# TASK TO CARRY OUT:
Write out exactly the lines from the one containing "For every instance of the green hedge, the" through the last line of the records below, including both.

Records from a dataset:
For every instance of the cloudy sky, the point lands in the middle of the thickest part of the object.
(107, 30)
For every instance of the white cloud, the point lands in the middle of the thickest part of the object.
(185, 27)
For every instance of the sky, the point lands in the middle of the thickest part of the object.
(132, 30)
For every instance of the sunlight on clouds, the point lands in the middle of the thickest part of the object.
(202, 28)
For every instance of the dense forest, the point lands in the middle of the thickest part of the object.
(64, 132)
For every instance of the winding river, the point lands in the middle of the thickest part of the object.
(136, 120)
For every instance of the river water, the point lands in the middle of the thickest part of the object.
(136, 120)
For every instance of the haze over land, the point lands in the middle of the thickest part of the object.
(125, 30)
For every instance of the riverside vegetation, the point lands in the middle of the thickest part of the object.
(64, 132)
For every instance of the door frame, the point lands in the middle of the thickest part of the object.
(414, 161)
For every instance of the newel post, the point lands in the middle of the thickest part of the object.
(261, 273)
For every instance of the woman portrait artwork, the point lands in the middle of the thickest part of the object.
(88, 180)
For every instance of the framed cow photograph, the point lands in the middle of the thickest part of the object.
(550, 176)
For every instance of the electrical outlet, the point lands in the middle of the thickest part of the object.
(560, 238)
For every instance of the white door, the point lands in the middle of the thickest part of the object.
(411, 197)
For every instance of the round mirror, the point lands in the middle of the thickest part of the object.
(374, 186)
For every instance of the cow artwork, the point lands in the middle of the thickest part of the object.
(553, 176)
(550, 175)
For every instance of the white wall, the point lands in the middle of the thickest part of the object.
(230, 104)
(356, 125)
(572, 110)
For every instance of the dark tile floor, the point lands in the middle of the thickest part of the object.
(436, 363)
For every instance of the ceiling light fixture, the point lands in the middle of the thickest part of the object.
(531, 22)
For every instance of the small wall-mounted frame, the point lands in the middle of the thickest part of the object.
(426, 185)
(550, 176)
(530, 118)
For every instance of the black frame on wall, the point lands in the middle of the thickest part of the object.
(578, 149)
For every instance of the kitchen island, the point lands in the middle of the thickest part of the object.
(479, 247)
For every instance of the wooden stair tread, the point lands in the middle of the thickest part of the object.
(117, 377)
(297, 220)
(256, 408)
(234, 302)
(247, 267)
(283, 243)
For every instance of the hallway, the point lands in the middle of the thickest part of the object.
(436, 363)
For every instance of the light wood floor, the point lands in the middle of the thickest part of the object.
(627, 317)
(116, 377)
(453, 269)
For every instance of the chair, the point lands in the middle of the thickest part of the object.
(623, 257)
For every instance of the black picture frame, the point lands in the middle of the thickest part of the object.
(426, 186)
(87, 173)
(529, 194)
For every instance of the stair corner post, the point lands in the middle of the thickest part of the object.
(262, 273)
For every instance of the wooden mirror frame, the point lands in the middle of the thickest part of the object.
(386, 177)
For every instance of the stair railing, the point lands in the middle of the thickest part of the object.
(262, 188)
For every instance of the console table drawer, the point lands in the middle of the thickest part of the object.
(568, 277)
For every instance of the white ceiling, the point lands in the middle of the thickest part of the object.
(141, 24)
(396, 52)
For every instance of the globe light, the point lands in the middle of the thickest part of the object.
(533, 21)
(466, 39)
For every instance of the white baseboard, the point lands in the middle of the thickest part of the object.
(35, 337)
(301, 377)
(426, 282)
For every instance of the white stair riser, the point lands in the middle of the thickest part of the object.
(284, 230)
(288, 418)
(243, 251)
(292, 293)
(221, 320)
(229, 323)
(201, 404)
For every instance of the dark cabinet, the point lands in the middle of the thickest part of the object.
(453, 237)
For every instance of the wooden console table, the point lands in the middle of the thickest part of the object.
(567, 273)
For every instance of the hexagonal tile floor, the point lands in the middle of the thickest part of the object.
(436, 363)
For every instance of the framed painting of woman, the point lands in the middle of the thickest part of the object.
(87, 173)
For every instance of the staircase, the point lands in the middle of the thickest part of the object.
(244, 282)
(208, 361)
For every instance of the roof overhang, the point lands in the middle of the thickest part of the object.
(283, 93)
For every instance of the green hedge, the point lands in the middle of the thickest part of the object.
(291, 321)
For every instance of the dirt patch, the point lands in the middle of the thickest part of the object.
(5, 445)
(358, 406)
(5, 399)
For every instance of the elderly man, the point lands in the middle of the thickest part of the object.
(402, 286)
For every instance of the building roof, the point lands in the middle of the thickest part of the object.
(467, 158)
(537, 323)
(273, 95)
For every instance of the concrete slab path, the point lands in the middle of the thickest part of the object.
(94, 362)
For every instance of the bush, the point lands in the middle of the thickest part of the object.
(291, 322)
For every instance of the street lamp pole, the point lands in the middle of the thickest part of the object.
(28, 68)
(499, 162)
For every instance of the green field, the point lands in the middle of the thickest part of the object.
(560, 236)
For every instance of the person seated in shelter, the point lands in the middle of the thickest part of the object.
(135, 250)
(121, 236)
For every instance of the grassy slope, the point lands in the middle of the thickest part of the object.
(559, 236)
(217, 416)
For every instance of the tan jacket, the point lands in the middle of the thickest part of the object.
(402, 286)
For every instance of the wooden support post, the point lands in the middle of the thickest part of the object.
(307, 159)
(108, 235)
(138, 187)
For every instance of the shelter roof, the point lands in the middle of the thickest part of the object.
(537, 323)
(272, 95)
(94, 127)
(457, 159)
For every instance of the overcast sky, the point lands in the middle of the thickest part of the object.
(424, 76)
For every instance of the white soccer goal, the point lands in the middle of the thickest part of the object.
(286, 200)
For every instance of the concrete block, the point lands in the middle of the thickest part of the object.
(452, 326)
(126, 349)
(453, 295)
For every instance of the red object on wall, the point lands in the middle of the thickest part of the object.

# OUTPUT FOR THIS TASK:
For every instance of the green hedge, the point lands in the middle of the thickest part of the object.
(291, 321)
For every instance of the dirt patch, the point lands in the middle of the thickest part of the object.
(5, 445)
(358, 406)
(5, 399)
For every instance of the elderly man, the point lands in the middle of the thickest part of the object.
(402, 286)
For every instance of the building roof, the point lands in the middle of the thickest part of the object.
(467, 158)
(537, 323)
(273, 95)
For every instance of the concrete slab path, the point lands in the middle of the thickest part of the object.
(94, 362)
For every instance of the bush, the point lands in the middle of the thickest part of the object.
(291, 322)
For every instance of the street lamp pole, the point lands in the middle of the thickest part of the object.
(28, 68)
(499, 162)
For every instance of the green field, the point lands in the middle of the thickest part of the object.
(560, 236)
For every instance of the person seated in shelter, the point lands in the middle of the thickest part of the object.
(135, 250)
(121, 236)
For every instance of the grassy slope, the point lands in the middle of the thickest part of the object.
(559, 236)
(217, 416)
For every instance of the tan jacket, the point lands in the middle of the thickest part of the object.
(402, 286)
For every instance of the wooden support post, the point lands in the middle of the thickest part of the object.
(307, 159)
(108, 235)
(138, 187)
For every instance of the shelter roof, the point lands in the middle of the thickest part of the object.
(537, 323)
(272, 95)
(94, 127)
(457, 159)
For every instance of the overcast sky, the point lands in the middle of the thickest part of the object.
(424, 76)
For every instance of the white soccer goal, the point lands in the middle of the thickest part of the object.
(286, 200)
For every instance of the concrete block, the point lands in the middle of the thickest part of the object.
(452, 326)
(126, 349)
(453, 295)
For every instance of the red object on wall, the point lands in the middle of the thickest part of the object.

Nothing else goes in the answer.